[Start of Attachment]

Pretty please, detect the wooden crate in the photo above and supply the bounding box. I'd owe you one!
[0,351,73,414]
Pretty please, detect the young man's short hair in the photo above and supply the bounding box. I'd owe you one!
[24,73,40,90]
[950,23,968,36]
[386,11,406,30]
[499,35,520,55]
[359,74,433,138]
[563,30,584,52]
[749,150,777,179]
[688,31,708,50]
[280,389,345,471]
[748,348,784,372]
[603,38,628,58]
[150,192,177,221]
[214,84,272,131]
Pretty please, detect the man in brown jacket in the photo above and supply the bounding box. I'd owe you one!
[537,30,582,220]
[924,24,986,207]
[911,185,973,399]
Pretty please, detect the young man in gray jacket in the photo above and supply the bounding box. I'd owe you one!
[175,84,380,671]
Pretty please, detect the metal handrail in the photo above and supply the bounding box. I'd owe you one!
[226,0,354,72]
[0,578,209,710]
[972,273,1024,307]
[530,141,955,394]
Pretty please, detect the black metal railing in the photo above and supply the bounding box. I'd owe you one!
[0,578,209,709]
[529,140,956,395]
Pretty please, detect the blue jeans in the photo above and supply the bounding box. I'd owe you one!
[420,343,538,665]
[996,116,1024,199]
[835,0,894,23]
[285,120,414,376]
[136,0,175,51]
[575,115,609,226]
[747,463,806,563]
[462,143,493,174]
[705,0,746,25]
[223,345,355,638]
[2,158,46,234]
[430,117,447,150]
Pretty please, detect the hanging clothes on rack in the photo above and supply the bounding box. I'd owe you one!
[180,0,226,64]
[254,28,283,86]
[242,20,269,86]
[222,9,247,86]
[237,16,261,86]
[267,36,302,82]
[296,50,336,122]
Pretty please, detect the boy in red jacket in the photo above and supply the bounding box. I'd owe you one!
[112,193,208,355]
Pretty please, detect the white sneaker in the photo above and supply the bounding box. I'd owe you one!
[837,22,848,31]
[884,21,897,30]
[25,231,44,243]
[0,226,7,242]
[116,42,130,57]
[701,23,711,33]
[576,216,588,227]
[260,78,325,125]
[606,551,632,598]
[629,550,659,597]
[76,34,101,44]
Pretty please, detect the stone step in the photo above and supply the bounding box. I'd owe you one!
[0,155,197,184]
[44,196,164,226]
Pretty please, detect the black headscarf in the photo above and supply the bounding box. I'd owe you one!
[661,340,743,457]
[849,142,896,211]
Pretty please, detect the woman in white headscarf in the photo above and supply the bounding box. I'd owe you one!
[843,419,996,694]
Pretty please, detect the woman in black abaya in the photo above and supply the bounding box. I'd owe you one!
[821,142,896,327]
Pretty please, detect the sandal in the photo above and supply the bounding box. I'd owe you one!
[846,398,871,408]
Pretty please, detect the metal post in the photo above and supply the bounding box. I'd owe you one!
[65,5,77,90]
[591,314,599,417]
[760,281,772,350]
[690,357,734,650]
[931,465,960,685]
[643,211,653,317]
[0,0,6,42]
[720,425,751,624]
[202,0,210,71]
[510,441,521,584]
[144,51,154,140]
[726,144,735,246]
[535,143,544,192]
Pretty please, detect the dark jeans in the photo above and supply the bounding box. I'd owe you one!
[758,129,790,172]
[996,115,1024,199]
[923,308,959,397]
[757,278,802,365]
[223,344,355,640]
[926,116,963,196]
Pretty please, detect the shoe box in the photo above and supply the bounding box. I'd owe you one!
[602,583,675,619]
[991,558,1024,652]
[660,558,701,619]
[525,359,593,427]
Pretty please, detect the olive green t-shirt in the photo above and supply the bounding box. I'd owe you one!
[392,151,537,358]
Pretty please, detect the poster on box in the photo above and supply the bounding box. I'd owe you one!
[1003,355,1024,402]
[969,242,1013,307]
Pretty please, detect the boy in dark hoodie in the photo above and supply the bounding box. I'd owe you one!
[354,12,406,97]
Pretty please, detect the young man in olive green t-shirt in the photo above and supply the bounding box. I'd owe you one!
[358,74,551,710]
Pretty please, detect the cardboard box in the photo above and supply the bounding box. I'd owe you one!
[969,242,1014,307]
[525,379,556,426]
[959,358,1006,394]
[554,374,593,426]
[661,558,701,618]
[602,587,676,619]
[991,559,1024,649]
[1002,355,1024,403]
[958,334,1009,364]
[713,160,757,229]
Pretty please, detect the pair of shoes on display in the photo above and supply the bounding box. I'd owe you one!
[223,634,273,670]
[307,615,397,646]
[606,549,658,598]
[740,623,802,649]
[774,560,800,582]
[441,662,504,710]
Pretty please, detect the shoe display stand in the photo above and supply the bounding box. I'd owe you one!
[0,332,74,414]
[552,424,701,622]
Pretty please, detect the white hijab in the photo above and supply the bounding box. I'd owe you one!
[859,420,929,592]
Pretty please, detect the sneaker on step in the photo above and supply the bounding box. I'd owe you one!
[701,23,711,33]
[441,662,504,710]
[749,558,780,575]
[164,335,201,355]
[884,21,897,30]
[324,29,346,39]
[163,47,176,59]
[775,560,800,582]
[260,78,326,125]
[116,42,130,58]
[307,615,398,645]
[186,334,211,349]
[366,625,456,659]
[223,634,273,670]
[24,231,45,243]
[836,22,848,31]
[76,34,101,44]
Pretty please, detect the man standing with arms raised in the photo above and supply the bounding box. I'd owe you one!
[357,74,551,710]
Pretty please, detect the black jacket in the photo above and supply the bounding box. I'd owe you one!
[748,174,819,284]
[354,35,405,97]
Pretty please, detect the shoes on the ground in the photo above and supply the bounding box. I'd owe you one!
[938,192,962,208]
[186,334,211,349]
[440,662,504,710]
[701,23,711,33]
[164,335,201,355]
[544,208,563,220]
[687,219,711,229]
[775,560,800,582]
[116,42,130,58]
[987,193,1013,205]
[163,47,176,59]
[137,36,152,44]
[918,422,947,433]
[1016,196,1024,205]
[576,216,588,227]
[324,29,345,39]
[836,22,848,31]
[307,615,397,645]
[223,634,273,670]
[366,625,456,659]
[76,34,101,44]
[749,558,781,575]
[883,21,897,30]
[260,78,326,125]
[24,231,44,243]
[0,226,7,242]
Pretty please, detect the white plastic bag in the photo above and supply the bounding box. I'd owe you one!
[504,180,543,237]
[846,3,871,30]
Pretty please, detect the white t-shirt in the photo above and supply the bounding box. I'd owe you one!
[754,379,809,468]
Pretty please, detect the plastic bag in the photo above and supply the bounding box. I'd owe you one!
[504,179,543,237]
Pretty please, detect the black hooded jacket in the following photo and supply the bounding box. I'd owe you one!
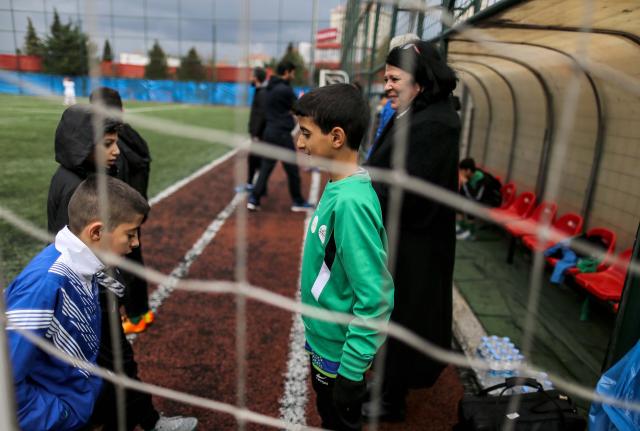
[263,75,296,135]
[47,105,120,233]
[114,124,151,200]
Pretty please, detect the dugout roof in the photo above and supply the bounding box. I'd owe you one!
[443,0,640,243]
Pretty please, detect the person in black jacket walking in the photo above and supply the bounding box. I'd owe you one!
[247,60,312,212]
[245,67,268,190]
[47,104,197,431]
[363,40,460,422]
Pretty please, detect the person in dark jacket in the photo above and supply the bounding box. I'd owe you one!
[90,87,154,335]
[457,157,502,240]
[245,67,268,189]
[247,60,312,212]
[363,40,460,422]
[47,104,197,431]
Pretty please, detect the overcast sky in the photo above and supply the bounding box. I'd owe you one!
[0,0,345,63]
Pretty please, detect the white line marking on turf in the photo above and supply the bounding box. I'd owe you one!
[279,169,321,426]
[149,149,238,207]
[128,190,244,343]
[127,105,192,113]
[0,105,190,115]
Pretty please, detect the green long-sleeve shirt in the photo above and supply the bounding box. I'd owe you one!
[300,169,394,381]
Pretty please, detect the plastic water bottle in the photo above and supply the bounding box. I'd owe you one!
[475,335,534,393]
[537,372,554,390]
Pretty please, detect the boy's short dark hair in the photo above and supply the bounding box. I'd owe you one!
[293,83,370,151]
[253,67,267,83]
[68,175,150,234]
[276,60,296,76]
[459,158,476,172]
[89,87,123,111]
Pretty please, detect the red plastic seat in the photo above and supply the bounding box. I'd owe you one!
[574,249,633,302]
[499,183,516,209]
[522,212,584,251]
[490,191,536,225]
[545,227,617,275]
[505,201,558,238]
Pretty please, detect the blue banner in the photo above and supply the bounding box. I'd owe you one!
[0,71,309,106]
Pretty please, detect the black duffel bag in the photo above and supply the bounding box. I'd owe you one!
[455,377,586,430]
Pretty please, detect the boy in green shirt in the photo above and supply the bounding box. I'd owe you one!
[294,84,395,430]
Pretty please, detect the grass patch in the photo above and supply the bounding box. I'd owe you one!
[0,94,247,280]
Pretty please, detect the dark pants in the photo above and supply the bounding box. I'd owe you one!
[250,131,304,205]
[120,230,150,319]
[90,289,159,431]
[247,153,262,184]
[310,362,363,431]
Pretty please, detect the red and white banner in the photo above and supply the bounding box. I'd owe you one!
[316,28,338,43]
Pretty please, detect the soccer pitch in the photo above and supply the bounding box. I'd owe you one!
[0,94,247,281]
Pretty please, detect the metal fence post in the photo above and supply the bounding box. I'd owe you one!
[0,265,18,429]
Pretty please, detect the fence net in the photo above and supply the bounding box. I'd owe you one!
[0,0,639,430]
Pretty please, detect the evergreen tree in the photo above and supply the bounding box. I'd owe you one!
[102,40,113,62]
[177,47,206,81]
[280,42,307,86]
[145,40,169,80]
[24,17,43,56]
[41,10,90,76]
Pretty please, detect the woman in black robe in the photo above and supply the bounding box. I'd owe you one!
[364,40,460,421]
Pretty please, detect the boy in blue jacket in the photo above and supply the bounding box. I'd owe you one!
[5,175,149,430]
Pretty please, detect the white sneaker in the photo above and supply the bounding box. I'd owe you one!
[456,229,471,240]
[291,201,314,212]
[152,415,198,431]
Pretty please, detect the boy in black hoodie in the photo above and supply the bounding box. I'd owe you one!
[247,60,312,212]
[47,104,197,431]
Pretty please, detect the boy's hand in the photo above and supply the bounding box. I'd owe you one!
[333,374,367,407]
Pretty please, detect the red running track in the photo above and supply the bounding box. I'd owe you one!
[132,154,463,430]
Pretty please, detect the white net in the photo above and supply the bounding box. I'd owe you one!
[0,1,639,430]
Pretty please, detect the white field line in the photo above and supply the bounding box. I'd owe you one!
[129,156,242,343]
[149,149,238,207]
[127,105,192,113]
[0,107,63,114]
[279,170,322,425]
[0,104,191,115]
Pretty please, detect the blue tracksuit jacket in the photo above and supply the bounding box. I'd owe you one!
[5,227,103,430]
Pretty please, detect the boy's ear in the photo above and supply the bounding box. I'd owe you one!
[87,221,104,242]
[330,127,346,149]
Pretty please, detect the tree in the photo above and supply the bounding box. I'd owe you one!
[177,47,206,82]
[24,17,43,56]
[144,40,169,80]
[41,9,90,76]
[102,40,113,62]
[279,42,307,86]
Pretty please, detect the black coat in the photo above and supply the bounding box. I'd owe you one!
[47,107,148,233]
[263,76,296,136]
[248,85,267,139]
[114,124,151,200]
[47,105,119,233]
[366,96,460,388]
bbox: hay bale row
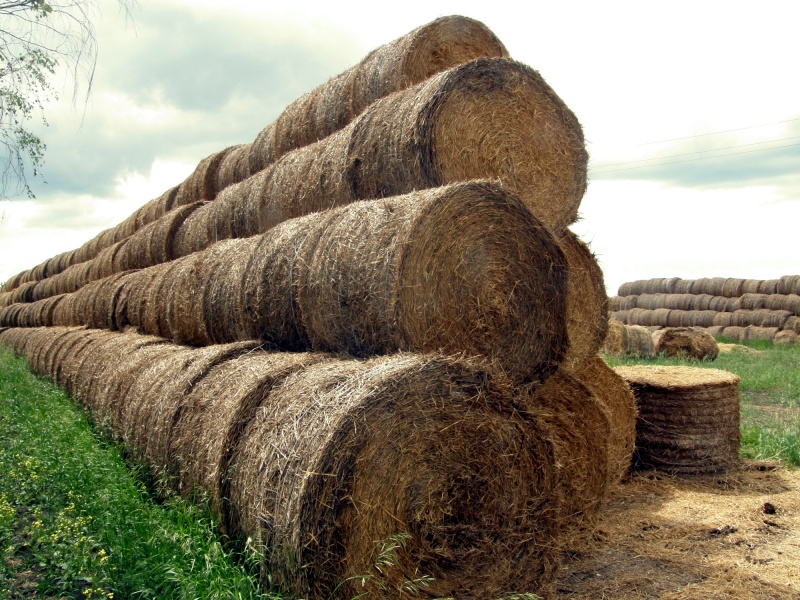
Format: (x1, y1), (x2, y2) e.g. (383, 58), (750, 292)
(0, 326), (575, 598)
(613, 307), (795, 332)
(616, 277), (800, 298)
(15, 183), (571, 385)
(615, 365), (740, 475)
(0, 16), (508, 294)
(610, 292), (800, 318)
(169, 57), (586, 261)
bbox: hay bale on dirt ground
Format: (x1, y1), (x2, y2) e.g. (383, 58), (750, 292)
(228, 353), (560, 599)
(615, 365), (740, 475)
(652, 327), (718, 361)
(571, 356), (637, 485)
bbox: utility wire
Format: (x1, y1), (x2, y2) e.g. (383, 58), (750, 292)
(637, 118), (800, 145)
(590, 142), (800, 174)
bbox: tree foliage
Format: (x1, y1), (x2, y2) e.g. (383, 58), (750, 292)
(0, 1), (133, 199)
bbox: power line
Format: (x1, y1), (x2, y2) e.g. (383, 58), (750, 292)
(637, 118), (800, 146)
(592, 136), (800, 171)
(590, 142), (800, 174)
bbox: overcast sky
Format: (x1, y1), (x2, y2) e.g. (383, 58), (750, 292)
(1, 0), (798, 295)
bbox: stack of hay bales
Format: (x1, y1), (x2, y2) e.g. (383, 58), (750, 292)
(0, 15), (636, 598)
(610, 275), (800, 343)
(615, 365), (740, 475)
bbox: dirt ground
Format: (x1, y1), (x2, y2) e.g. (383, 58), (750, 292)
(554, 460), (800, 599)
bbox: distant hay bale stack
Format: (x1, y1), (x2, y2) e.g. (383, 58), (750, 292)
(615, 365), (740, 475)
(519, 370), (611, 540)
(267, 15), (509, 164)
(348, 57), (587, 233)
(652, 327), (719, 361)
(296, 182), (567, 384)
(571, 357), (637, 484)
(228, 353), (560, 599)
(558, 231), (608, 370)
(777, 275), (800, 295)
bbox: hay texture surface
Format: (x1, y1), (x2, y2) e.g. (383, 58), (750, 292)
(652, 326), (719, 361)
(615, 365), (740, 475)
(228, 353), (560, 599)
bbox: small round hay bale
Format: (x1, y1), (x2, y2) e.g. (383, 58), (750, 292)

[End of Attachment]

> [Task statement] Within the material, how many lines hold "stack"? Say only the number.

> [Task solution] 2